Stated exercise:
Rewrite the listing from the line with "query: green leaf" up to and including the line with "98 242 L 99", changing "green leaf" to "maple leaf" and leaving everything else the same.

Data for this exercise:
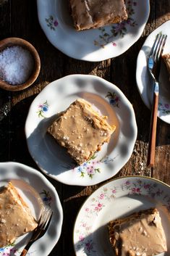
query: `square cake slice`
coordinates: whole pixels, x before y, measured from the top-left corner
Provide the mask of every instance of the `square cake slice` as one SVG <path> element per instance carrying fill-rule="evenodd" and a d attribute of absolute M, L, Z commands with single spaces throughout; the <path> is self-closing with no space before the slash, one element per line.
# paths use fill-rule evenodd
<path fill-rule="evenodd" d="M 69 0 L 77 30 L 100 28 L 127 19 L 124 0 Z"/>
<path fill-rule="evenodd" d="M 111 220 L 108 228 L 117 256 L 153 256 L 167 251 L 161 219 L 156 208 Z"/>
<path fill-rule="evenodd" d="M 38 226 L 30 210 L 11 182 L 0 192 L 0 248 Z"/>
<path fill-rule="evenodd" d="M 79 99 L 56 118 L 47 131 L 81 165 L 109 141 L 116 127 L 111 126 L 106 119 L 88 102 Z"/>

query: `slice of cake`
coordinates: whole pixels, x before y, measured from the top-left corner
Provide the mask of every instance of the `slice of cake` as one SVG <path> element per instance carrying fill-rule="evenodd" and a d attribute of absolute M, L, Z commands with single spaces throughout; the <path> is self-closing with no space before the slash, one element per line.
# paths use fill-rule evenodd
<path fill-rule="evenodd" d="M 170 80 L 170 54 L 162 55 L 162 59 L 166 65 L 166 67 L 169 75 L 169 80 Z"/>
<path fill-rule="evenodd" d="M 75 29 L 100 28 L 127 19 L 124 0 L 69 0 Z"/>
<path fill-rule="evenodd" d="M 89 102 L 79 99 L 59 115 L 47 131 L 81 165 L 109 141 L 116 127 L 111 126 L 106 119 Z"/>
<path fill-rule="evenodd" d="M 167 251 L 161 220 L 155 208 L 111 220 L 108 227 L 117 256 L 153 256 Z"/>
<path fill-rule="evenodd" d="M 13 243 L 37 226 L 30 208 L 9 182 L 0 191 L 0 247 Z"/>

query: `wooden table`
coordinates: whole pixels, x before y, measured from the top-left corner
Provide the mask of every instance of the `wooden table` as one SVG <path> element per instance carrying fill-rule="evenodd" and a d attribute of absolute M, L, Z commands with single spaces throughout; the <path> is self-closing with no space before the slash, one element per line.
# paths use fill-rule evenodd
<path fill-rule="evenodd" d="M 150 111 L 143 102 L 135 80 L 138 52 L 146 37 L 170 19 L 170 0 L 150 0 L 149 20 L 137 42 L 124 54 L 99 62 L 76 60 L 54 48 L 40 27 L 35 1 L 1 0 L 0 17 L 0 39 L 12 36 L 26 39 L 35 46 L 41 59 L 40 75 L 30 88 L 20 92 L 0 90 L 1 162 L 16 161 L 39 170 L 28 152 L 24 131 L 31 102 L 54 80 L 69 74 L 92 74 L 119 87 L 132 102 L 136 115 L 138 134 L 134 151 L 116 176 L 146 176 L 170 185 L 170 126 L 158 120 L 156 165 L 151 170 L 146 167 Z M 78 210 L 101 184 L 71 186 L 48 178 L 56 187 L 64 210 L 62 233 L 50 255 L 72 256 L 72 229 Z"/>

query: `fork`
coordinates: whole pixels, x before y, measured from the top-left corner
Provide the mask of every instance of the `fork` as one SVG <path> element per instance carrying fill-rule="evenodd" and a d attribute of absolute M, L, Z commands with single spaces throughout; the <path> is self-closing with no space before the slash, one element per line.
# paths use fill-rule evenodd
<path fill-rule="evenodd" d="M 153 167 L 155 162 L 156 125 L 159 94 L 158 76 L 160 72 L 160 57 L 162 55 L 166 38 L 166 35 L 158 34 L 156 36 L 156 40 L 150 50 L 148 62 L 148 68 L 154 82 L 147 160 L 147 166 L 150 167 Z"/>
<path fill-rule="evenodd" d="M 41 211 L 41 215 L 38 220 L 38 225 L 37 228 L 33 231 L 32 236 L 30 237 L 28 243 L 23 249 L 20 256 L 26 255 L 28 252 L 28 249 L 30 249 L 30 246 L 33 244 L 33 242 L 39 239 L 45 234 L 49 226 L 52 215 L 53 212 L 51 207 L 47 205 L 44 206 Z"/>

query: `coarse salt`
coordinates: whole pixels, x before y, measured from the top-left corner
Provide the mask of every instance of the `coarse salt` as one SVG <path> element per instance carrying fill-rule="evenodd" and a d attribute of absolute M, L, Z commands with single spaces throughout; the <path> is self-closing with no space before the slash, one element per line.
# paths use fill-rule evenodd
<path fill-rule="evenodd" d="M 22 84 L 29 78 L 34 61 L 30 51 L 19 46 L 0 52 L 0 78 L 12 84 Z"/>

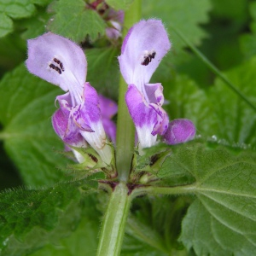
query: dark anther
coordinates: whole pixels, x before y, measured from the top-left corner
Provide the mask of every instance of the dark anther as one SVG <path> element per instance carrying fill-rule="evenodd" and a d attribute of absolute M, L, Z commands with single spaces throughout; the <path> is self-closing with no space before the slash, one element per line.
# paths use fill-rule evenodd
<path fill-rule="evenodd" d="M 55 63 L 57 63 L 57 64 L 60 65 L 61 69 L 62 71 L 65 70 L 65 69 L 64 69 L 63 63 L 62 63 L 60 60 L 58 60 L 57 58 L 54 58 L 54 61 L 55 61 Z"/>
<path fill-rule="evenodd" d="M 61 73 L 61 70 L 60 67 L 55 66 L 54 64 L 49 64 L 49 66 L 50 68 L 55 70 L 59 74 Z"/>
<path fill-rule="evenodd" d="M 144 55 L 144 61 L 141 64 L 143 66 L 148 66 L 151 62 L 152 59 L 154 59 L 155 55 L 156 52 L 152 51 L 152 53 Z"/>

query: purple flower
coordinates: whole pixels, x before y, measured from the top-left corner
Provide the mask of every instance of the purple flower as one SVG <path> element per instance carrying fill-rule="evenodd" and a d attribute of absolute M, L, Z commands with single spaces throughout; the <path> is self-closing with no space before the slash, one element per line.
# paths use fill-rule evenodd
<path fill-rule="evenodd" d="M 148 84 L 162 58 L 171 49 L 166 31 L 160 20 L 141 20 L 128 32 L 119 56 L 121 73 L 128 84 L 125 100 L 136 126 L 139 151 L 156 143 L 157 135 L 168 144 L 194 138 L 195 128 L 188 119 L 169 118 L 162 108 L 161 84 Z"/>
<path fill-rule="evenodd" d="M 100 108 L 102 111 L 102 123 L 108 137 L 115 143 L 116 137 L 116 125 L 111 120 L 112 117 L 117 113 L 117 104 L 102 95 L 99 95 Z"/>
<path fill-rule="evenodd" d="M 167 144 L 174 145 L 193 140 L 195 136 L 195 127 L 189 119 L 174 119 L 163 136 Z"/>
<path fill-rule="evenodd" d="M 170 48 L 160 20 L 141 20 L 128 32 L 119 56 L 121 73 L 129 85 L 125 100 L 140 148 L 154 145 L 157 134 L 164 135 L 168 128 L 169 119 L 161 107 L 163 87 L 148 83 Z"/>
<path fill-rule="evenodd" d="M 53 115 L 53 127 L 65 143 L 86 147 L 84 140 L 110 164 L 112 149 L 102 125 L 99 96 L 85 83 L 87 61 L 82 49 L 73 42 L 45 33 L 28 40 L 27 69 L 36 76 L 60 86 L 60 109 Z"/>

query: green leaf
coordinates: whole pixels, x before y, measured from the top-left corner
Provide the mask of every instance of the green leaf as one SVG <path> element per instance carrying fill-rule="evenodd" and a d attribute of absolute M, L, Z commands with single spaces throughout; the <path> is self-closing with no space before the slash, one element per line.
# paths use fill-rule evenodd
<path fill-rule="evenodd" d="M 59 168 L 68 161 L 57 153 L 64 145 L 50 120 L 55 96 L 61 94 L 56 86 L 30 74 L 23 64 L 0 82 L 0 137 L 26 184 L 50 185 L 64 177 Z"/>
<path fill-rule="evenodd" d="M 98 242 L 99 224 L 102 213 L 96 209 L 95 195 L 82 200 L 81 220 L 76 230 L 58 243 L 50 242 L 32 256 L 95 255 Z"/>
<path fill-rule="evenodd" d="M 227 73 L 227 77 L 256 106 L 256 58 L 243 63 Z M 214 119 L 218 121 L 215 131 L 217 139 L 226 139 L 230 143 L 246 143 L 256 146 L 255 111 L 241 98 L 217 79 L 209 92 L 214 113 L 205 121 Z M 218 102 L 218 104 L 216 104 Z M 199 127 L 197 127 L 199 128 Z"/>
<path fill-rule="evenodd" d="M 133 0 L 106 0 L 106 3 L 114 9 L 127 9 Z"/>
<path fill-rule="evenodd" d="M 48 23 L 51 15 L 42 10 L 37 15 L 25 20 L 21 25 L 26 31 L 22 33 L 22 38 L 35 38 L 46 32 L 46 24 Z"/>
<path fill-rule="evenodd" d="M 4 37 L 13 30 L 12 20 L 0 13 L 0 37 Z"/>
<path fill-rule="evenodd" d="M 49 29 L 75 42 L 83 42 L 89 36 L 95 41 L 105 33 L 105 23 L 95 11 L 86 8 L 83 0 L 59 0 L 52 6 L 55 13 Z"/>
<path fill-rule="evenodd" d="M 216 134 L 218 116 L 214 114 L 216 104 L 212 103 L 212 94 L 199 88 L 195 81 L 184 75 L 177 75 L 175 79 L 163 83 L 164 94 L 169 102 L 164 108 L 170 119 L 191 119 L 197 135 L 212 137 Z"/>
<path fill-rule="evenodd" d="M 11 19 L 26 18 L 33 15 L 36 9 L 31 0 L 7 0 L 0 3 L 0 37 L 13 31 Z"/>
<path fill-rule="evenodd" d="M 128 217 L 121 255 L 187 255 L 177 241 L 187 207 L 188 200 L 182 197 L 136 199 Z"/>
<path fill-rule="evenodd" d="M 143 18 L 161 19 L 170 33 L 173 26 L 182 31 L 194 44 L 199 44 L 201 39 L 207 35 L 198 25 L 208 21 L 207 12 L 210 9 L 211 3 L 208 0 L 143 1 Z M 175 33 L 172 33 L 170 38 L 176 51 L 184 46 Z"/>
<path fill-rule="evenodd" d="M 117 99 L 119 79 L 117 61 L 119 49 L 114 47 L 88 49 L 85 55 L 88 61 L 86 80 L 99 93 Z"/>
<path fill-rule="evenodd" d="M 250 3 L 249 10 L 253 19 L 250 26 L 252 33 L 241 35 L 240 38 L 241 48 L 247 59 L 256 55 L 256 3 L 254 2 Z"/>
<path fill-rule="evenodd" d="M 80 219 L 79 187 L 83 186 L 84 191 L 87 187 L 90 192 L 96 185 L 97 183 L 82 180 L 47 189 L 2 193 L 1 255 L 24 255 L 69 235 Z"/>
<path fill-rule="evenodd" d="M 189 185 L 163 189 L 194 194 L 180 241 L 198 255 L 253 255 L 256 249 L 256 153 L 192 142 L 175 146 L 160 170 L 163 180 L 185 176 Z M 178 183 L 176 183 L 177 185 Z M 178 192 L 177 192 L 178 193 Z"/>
* * *
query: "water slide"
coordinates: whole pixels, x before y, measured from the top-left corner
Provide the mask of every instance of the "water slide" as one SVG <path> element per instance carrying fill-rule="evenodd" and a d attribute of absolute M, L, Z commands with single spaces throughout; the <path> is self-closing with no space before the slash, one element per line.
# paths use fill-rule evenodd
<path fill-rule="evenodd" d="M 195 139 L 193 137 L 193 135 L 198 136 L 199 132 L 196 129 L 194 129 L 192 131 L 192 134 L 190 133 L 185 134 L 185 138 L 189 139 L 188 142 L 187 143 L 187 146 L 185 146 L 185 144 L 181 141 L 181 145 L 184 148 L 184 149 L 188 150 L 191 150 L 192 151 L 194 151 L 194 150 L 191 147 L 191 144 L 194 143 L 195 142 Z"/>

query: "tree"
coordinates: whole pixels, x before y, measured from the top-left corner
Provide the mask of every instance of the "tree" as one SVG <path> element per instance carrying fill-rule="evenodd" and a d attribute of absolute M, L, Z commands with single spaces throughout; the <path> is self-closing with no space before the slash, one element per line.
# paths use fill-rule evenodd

Written answer:
query: maple leaf
coordinates: whole pixels, x before y, measured from the top-left corner
Provide the mask of every instance of the maple leaf as one SVG <path> element per instance carrying fill-rule="evenodd" and a d attribute of absolute M, L, Z commands with single spaces throughout; the <path> is self-closing with no space before the slash, one element per line.
# paths use fill-rule evenodd
<path fill-rule="evenodd" d="M 59 168 L 68 161 L 57 153 L 64 145 L 50 120 L 55 96 L 61 94 L 56 86 L 30 74 L 23 64 L 0 82 L 0 137 L 26 184 L 50 185 L 64 177 Z"/>
<path fill-rule="evenodd" d="M 98 242 L 99 224 L 102 213 L 96 209 L 95 195 L 82 200 L 81 220 L 76 230 L 58 243 L 50 242 L 32 256 L 95 255 Z"/>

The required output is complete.